Records from a data source
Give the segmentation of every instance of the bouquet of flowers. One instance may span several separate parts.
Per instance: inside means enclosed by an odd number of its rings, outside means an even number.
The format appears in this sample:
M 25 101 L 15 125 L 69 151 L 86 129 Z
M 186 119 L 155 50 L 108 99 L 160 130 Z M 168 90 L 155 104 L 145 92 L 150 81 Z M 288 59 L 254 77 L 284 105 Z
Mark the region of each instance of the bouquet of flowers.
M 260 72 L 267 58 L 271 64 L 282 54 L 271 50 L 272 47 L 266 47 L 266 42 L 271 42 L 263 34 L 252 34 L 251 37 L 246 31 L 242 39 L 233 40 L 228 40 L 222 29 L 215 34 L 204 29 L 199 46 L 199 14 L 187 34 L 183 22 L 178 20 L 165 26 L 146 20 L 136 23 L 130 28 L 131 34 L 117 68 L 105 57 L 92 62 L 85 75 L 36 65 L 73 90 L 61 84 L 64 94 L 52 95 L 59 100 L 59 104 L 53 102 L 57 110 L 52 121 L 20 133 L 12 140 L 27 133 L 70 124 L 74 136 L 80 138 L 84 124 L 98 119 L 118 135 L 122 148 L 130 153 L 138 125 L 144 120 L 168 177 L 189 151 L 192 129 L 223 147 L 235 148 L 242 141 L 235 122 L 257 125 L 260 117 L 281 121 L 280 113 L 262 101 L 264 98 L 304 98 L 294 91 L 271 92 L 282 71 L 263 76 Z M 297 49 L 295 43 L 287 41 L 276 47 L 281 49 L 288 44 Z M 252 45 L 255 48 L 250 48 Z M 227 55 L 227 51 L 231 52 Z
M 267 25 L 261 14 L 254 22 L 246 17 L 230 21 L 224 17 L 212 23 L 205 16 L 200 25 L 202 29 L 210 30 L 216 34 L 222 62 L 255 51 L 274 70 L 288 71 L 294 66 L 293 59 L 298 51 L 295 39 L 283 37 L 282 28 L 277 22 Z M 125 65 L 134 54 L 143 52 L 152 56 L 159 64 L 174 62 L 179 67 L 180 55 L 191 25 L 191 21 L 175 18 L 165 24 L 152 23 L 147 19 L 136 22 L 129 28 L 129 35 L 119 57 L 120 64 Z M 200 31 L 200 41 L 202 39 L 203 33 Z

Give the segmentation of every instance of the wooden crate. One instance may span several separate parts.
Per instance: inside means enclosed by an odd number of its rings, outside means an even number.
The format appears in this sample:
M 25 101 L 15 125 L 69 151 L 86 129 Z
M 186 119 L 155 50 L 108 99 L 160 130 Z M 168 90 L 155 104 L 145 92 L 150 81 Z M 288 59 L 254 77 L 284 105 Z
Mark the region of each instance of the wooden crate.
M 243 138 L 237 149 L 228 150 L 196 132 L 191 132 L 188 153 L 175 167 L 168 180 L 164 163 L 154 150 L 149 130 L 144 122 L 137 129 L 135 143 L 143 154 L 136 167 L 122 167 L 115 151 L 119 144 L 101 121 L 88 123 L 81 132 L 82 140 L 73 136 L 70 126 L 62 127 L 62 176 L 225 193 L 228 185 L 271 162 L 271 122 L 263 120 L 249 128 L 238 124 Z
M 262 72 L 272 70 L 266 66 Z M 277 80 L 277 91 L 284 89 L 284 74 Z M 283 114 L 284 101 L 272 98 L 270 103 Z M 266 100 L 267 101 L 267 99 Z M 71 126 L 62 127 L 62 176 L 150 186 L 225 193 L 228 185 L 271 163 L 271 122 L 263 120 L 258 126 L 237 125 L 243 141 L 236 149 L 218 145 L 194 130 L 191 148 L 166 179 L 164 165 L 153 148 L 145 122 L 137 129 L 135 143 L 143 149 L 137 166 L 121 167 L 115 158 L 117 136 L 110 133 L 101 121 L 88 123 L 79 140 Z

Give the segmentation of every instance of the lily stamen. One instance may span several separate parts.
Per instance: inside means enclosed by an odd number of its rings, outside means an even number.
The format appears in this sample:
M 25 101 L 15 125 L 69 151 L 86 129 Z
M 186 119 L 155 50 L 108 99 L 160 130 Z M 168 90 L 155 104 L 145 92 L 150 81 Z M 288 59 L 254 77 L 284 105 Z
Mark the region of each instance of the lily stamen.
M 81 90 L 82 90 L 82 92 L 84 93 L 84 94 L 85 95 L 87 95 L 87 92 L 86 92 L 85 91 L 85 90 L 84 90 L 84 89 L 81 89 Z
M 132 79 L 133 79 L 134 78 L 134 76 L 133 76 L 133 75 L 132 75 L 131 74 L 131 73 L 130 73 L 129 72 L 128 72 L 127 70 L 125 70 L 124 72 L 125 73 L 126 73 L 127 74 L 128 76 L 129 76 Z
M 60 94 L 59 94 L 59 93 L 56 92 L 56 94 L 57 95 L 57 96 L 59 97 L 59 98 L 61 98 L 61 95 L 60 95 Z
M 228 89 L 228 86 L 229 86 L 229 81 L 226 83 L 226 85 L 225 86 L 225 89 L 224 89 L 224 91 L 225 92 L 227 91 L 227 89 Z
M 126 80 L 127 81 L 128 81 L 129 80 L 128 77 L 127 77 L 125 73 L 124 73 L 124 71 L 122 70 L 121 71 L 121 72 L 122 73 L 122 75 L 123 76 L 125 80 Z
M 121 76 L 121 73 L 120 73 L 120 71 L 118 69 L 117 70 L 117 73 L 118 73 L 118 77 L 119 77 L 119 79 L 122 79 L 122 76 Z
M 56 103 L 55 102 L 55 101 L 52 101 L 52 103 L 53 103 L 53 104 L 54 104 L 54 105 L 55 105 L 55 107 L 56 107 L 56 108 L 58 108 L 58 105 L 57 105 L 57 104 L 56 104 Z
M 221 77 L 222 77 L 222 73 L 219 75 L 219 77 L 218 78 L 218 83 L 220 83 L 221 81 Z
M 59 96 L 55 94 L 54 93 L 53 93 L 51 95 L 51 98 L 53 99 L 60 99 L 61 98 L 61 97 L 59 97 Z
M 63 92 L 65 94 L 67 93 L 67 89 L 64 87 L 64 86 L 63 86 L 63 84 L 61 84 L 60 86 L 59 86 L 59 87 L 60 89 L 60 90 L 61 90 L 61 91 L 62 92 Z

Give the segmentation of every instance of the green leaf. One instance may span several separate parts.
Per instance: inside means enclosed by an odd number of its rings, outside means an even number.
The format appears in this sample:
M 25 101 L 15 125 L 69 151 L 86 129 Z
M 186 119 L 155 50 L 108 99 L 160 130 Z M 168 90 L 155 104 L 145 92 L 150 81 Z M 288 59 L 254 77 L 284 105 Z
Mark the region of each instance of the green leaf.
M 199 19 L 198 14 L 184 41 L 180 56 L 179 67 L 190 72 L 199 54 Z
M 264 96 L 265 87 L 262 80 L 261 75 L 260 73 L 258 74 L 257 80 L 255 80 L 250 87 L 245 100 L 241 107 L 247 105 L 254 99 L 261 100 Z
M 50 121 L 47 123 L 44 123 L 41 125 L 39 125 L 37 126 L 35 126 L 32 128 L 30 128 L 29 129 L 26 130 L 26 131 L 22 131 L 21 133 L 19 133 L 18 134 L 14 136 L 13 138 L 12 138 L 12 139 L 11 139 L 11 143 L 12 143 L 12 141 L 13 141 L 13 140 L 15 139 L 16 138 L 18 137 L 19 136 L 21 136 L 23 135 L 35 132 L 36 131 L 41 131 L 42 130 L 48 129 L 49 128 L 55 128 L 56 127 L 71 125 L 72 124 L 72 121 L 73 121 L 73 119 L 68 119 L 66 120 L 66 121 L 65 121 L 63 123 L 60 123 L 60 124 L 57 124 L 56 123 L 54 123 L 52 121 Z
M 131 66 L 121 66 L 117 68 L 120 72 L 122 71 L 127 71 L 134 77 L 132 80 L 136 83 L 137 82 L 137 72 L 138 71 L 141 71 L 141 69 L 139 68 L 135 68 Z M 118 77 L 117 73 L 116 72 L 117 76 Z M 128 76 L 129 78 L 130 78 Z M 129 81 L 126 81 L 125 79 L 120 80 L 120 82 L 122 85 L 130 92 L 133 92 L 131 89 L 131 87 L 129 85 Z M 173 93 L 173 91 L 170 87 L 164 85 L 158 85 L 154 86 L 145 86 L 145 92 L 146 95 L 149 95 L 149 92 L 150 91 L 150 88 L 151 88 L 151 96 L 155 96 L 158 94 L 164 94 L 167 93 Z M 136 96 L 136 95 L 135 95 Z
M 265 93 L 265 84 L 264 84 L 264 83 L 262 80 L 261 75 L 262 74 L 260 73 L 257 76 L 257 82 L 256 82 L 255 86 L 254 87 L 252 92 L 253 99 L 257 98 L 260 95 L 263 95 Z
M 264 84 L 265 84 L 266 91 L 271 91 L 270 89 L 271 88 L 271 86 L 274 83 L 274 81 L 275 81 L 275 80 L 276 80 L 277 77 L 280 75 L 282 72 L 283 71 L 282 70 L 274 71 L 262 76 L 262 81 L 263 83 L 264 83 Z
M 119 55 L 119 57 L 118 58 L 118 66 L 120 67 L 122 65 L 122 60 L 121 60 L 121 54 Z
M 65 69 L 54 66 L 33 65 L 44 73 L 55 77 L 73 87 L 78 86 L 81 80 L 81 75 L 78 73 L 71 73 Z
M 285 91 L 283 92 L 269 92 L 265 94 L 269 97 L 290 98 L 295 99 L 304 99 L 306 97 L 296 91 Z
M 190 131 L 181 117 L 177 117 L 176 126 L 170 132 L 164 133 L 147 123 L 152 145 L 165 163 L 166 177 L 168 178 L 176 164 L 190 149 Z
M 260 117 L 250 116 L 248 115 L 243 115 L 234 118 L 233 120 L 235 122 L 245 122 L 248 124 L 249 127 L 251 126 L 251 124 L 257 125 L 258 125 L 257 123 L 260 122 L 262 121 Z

▶ [YOUR GOAL] Please reproduce the records word for word, starting with their first line and going on through the line that contains "M 267 25 L 261", with that line included.

▶ [WORKED ANSWER]
Give the segmentation of every instance of the bouquet of flowers. One instance may span several separate parts.
Per instance: inside means enclosed by an odd number of its rings, outside means an even number.
The format appears in this sample:
M 25 101 L 15 125 L 69 151 L 86 129 Z
M 186 119 L 155 50 L 108 99 L 160 130 Z M 168 90 L 155 104 L 145 92 L 150 81 Z M 288 59 L 254 77 L 284 105 Z
Mark the region of each instance of the bouquet of flowers.
M 260 72 L 267 58 L 271 64 L 282 54 L 271 50 L 272 47 L 266 47 L 266 42 L 271 42 L 263 34 L 252 34 L 251 37 L 246 31 L 242 39 L 233 40 L 228 40 L 222 29 L 215 34 L 204 29 L 199 46 L 199 14 L 187 34 L 183 22 L 178 20 L 165 26 L 146 20 L 136 23 L 130 28 L 131 34 L 117 68 L 105 57 L 92 62 L 85 75 L 36 65 L 73 90 L 61 84 L 64 94 L 52 95 L 59 100 L 59 104 L 53 102 L 57 110 L 52 121 L 20 133 L 12 140 L 27 133 L 70 124 L 74 136 L 80 138 L 84 124 L 98 119 L 118 135 L 122 148 L 130 153 L 138 125 L 144 120 L 168 177 L 189 151 L 192 129 L 223 147 L 235 148 L 242 141 L 235 122 L 257 125 L 260 117 L 281 121 L 280 113 L 262 101 L 264 98 L 304 98 L 294 91 L 271 92 L 282 71 L 263 76 Z M 297 49 L 295 43 L 287 41 L 276 47 L 281 49 L 288 44 Z M 252 45 L 255 48 L 250 48 Z M 227 55 L 227 51 L 231 52 Z
M 267 25 L 261 14 L 254 22 L 246 17 L 230 21 L 224 17 L 212 23 L 205 16 L 200 25 L 202 29 L 210 30 L 216 34 L 222 62 L 255 51 L 274 70 L 288 71 L 294 66 L 293 59 L 298 51 L 295 39 L 283 37 L 282 28 L 277 22 Z M 125 65 L 134 54 L 143 52 L 152 56 L 159 64 L 174 62 L 179 67 L 180 55 L 191 25 L 191 21 L 175 18 L 165 24 L 152 23 L 147 19 L 136 22 L 129 28 L 129 35 L 119 57 L 120 64 Z M 200 31 L 200 41 L 202 39 L 203 33 Z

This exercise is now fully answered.